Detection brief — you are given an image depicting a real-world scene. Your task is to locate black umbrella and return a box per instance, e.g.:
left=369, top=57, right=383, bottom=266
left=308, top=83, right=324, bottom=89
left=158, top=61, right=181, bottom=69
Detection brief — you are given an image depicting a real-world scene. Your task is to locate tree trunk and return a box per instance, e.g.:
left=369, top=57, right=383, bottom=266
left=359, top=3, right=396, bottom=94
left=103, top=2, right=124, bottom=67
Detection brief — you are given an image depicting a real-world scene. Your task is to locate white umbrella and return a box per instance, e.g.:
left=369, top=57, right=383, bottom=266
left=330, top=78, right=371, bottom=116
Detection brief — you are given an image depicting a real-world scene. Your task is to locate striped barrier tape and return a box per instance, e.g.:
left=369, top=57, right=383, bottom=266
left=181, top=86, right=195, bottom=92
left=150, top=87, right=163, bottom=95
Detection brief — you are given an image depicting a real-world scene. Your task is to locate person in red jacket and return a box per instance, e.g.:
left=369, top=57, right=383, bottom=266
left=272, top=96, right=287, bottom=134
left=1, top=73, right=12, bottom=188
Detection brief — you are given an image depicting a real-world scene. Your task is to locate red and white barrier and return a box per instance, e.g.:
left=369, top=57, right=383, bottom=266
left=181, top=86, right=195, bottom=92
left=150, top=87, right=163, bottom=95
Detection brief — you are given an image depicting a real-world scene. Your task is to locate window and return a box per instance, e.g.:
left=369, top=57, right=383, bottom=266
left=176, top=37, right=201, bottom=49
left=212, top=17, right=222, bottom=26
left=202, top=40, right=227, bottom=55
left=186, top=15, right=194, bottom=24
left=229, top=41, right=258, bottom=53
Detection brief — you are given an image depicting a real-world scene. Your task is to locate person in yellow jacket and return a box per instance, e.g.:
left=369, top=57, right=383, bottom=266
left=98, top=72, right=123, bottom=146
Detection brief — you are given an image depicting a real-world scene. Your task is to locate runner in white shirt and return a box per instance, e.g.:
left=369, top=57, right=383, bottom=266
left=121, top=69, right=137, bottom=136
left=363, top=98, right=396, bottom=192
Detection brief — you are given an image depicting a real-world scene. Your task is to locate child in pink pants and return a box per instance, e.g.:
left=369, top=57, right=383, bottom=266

* **WHAT NEEDS TO BE DONE**
Could you reproduce all of the material above, swapping in "Localization brief" for every "Detection brief" and leaving everything else unchanged?

* **TASK OUTPUT**
Localization brief — you are given an image depicting a real-world scene. Your task is to locate black umbrella and return a box per instance, e.g.:
left=369, top=57, right=383, bottom=266
left=308, top=83, right=324, bottom=89
left=158, top=61, right=181, bottom=69
Localization brief — you are given an image depicting a real-world scene. Your task is to locate tree trunk and return a box per instance, e.g.:
left=369, top=57, right=383, bottom=266
left=359, top=3, right=396, bottom=94
left=103, top=2, right=124, bottom=67
Localization brief — you are given an image depicting a real-world scene. Your task is to locate white umbrella and return a box per instance, e.g.:
left=369, top=57, right=383, bottom=266
left=330, top=78, right=371, bottom=116
Localization brief — you are given an image depicting a real-world scene. Your task is to locate striped barrier tape and return a box per instance, e.g.:
left=369, top=57, right=383, bottom=266
left=181, top=86, right=195, bottom=92
left=150, top=87, right=163, bottom=95
Localization brief — you are given an image depicting a real-world scene. Your task is to locate person in red jacket and return a box per instance, e.g.:
left=369, top=57, right=383, bottom=266
left=272, top=96, right=287, bottom=134
left=1, top=73, right=12, bottom=188
Localization brief — you are given an image depicting a real-world scene. Your task is to locate red and white barrier and return a box per instance, e.g.:
left=369, top=57, right=383, bottom=266
left=181, top=86, right=195, bottom=92
left=150, top=87, right=163, bottom=95
Localization brief — you are given an image depicting a real-world scene. Your task is to locate window and return a box per instance, e.g.:
left=369, top=57, right=383, bottom=266
left=176, top=37, right=201, bottom=49
left=212, top=17, right=222, bottom=26
left=202, top=40, right=227, bottom=55
left=186, top=15, right=194, bottom=24
left=229, top=41, right=258, bottom=53
Localization brief — you are given an image depicting a real-world scene. Your task is to locate person in yellow jacket and return a box per instance, e.g.:
left=369, top=57, right=383, bottom=266
left=98, top=72, right=123, bottom=146
Localization brief — you are given an image depicting a real-world scene. Your task is to locate runner in white shirt and return a box per instance, e.g.:
left=369, top=57, right=383, bottom=266
left=121, top=69, right=137, bottom=136
left=363, top=98, right=396, bottom=192
Localization brief — you are given an image depicting a real-world scene. Your task is to locate child in pink pants and return a box per instance, e.g.:
left=369, top=57, right=383, bottom=266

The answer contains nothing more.